▶ Material provided
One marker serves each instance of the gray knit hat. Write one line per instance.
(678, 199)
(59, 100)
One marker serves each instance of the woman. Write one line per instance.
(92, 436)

▶ Your objective
An exact transcription of the entries is needed, complete to the final line.

▶ Result
One marker serves each instance of the gray knit hat. Write one line per instance.
(678, 199)
(59, 100)
One marker serves each instance of the woman. Write one line per instance.
(92, 436)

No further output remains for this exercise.